TEKS BACAAN:
************

Kini setelah pelonggaran pembatasan, restorannya bisa kembali buka, namun dengan mengikuti protokol kesehatan yang diwajibkan pemerintah. Para pengunjung pun sudah kembali memenuhi rumah makannya.

Interior dan dekorasi dari barang bekas

Selain menjajakan makanan, ada juga berbagai produk seperti kerajinan tangan dan lain sebagainya yang dijual di rumah makan ini. Semuanya dibuat dari bahan bekas.”Kita menjual barang-barang upcycled. Dengan upycling concept store kita memproduksi barang-barang yang tadinya tak berharga atau kurang bermanfaat dan akhirnya proses menjadi barang baru, yang punya fungsi baru.”

************

CATATAN TERLAMPIR:
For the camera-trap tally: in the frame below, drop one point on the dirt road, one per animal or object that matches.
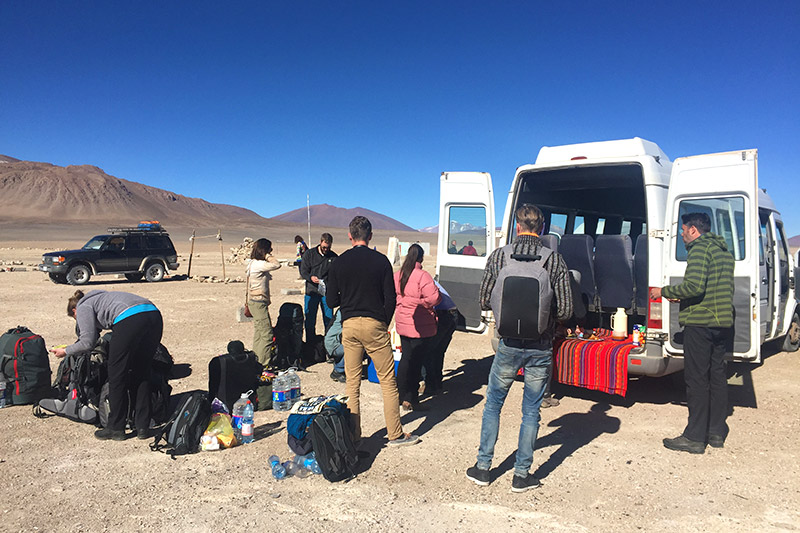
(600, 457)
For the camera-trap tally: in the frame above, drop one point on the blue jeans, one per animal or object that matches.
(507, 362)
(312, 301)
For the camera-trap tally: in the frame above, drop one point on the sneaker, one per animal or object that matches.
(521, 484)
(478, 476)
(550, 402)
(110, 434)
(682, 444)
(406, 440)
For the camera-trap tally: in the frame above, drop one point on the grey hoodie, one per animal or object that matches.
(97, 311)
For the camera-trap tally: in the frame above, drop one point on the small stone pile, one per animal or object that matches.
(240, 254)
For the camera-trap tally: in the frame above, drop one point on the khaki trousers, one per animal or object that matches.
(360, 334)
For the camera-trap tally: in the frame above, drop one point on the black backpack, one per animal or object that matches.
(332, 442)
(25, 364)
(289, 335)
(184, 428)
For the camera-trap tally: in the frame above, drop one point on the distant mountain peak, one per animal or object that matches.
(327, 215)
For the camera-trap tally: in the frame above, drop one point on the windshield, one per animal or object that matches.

************

DAFTAR TUGAS:
a) Pilih setiap baris catatan di atas yang memuat kata "that". Huruf besar dan kecil harus dibedakan.
b) Teruskan teks tentang rumah makan yang menjual barang daur ulang itu, mulai setelah kalimat terakhirnya.

HASIL PER TUGAS:
a)
For the camera-trap tally: in the frame below, drop one point on the dirt road, one per animal or object that matches.
For the camera-trap tally: in the frame above, drop one point on the blue jeans, one per animal or object that matches.
For the camera-trap tally: in the frame above, drop one point on the sneaker, one per animal or object that matches.
For the camera-trap tally: in the frame above, drop one point on the grey hoodie, one per animal or object that matches.
For the camera-trap tally: in the frame above, drop one point on the small stone pile, one per animal or object that matches.
For the camera-trap tally: in the frame above, drop one point on the khaki trousers, one per animal or object that matches.
For the camera-trap tally: in the frame above, drop one point on the black backpack, one per animal or object that matches.
For the camera-trap tally: in the frame above, drop one point on the distant mountain peak, one per animal or object that matches.
For the camera-trap tally: in the frame above, drop one point on the windshield, one per animal or object that matches.

b)
Interior restoran berkonsep upcycling di JermanFoto: C. Sukmana

Interior dan dekorasi toko-rumah makan itu juga memakai produk bekas yang kemudian dikreasikan menjadi barang yang lebih berguna dan indah.”Ya, kami punya banyak papan potong bekas, lalu kami jadikan rak, untuk menjual barang-barang upcycled-nya. Jadi bisa dilihat kalau misalkan ada barang lama, bisa jadi barang baru yang lebih bermanfaat. Yang tadinya mau dibuang, bisa menjadi barang yang lebih baik.“

Menurut Cassie, dalamberbisnis sangat perlu memperhatikan aspek keberlanjutan. Ia pun meyakini konsep restoran-toko daur ulang yang dikelolanya akan terus berkembang, mengingat gaya hidup yang ramah lingkungan dari hari ke hari semakin menjadi tren yang dianut oleh banyak kaum muda di Jerman.